## Problem description:
Filter the lines below, copying only those with the string "every".

┌─ Information

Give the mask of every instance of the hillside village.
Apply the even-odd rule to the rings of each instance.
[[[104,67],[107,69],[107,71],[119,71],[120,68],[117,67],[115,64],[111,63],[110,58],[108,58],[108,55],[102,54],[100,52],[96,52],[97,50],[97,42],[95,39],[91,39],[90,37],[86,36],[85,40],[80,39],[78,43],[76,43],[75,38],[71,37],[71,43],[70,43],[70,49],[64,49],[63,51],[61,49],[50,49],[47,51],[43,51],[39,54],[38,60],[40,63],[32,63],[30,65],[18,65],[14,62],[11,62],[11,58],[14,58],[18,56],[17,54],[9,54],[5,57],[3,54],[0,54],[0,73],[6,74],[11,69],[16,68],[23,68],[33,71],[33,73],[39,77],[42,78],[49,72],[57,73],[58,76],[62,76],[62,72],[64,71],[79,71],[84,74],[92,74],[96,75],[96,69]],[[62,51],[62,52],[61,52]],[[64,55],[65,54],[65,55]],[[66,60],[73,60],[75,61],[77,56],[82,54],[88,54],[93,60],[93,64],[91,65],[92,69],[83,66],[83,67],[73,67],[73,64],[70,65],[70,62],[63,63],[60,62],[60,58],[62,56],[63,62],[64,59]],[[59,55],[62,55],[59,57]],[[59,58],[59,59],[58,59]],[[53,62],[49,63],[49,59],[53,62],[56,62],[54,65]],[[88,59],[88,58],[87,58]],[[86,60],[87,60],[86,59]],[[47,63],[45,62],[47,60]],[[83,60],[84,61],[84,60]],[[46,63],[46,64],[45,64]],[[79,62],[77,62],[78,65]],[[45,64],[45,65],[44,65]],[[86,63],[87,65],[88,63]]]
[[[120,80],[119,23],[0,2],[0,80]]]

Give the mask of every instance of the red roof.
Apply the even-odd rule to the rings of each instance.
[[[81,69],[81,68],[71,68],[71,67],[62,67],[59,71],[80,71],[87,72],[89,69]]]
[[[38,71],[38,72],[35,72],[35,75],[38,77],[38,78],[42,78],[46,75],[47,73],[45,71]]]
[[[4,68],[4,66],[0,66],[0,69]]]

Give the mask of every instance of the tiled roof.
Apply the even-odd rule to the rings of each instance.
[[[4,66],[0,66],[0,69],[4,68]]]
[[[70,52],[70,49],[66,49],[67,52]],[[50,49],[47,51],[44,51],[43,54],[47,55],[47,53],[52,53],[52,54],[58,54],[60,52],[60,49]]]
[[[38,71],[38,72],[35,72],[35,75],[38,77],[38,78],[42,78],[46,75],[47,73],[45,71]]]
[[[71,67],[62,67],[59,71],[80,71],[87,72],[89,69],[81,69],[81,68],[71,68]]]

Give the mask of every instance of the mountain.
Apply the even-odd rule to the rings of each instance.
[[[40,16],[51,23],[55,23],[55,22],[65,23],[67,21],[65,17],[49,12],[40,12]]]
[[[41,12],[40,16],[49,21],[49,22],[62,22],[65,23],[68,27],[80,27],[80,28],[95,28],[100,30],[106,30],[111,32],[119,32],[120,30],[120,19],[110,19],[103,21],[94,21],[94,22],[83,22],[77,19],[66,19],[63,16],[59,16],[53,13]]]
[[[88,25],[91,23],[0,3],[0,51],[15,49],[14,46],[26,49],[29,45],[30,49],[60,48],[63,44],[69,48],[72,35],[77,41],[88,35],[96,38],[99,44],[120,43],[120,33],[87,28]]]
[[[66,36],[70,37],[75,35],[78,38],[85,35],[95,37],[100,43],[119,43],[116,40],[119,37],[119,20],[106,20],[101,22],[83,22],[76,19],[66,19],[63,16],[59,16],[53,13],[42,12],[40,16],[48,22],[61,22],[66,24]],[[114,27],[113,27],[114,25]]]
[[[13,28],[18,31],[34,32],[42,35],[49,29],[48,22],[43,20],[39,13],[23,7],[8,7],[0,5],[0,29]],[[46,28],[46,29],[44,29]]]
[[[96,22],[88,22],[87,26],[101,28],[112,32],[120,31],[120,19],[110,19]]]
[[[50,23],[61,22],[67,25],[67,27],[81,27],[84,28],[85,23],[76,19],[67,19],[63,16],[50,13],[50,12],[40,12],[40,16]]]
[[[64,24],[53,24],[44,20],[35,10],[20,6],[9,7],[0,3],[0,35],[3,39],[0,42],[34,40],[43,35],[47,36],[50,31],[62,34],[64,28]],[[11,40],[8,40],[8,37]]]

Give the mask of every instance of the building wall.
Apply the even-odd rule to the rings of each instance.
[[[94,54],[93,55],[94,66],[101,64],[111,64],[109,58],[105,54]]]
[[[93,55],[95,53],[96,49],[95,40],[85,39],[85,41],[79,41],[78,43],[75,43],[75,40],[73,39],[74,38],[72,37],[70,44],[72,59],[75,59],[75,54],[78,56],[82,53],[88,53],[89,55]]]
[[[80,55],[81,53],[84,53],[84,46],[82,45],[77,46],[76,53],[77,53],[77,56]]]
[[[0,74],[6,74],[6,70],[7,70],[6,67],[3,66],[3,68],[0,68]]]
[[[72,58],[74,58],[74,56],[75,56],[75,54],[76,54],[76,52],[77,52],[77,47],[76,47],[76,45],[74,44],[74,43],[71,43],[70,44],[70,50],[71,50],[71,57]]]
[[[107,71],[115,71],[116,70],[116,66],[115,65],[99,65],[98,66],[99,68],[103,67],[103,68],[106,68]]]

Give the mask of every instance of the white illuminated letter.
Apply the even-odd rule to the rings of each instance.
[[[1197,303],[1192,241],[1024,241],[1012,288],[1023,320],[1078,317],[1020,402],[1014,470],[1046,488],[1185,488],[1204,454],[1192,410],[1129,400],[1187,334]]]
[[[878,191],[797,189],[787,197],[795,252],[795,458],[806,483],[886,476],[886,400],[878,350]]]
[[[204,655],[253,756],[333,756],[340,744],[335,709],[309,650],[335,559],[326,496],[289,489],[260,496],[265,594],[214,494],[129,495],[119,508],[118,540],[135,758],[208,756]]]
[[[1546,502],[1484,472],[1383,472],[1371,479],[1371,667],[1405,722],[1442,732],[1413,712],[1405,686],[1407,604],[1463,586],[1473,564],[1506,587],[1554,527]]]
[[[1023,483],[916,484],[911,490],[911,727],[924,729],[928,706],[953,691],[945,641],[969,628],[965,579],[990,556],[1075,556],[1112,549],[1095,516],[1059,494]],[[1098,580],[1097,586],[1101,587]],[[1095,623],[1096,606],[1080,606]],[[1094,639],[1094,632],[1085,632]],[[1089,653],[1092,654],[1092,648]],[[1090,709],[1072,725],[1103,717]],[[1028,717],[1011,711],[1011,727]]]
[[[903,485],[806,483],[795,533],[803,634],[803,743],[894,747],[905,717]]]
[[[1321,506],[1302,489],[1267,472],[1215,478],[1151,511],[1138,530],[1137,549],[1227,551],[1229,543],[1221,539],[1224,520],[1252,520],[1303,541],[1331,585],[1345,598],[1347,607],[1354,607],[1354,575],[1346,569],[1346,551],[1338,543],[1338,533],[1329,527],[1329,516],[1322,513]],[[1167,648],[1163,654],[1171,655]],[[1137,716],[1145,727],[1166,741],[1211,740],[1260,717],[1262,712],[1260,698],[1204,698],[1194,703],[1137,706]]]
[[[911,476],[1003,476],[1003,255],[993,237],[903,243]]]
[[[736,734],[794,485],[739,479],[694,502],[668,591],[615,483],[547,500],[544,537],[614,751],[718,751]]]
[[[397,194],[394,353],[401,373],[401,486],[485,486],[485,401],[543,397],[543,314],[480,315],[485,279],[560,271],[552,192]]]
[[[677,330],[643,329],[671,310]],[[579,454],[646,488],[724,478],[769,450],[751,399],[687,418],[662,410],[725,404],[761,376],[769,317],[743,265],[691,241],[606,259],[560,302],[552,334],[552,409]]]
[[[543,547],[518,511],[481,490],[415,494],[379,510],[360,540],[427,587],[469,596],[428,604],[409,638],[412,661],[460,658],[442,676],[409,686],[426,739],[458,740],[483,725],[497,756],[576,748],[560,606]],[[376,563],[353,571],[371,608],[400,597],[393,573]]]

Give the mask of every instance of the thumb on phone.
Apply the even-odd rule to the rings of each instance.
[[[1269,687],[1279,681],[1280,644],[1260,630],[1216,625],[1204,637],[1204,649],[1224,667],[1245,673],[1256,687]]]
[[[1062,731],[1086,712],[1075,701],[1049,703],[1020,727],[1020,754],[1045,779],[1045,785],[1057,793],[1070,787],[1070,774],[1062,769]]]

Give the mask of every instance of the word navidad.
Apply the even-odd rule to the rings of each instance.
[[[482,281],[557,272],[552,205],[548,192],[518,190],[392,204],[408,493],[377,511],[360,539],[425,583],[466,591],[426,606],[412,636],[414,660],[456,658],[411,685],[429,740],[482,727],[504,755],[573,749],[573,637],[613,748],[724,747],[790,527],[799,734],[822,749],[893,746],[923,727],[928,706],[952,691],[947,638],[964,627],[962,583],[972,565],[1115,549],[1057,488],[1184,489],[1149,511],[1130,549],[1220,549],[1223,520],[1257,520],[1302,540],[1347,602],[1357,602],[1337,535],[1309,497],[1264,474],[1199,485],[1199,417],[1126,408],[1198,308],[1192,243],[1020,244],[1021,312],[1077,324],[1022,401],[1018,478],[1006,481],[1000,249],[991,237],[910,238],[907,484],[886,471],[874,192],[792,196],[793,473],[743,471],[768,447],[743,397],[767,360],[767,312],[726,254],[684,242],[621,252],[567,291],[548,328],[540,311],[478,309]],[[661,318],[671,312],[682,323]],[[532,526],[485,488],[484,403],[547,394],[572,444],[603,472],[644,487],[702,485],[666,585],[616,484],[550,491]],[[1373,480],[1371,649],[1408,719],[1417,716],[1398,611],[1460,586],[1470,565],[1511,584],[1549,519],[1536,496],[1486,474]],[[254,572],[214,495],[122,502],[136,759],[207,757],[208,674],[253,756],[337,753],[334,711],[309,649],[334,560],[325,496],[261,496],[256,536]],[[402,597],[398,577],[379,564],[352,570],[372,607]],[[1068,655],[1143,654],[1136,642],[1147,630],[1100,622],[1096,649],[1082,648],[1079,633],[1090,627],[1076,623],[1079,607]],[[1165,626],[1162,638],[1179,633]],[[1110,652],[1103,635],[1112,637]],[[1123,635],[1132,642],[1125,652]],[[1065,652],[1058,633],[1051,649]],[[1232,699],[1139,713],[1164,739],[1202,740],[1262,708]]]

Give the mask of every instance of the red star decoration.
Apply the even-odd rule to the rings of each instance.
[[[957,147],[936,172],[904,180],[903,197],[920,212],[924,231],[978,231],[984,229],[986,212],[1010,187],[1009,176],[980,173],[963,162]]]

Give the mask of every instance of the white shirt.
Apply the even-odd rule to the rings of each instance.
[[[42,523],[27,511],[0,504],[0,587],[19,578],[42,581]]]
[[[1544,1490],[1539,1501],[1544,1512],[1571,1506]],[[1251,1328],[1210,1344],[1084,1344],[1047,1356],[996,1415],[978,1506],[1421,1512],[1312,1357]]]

└─

## Output below:
Give the mask of every instance of the hillside village.
Give the mask of every instance of the red roof.
Give the mask of every instance of the tiled roof.
Give the mask of every instance of the mountain.
Give the mask of every instance of the building wall.
Give the mask of every instance of the white illuminated letter.
Give the mask of every instance of the thumb on phone.
Give the mask of every instance of the word navidad.
Give the mask of every instance of the red star decoration.
Give the mask of every instance of the white shirt.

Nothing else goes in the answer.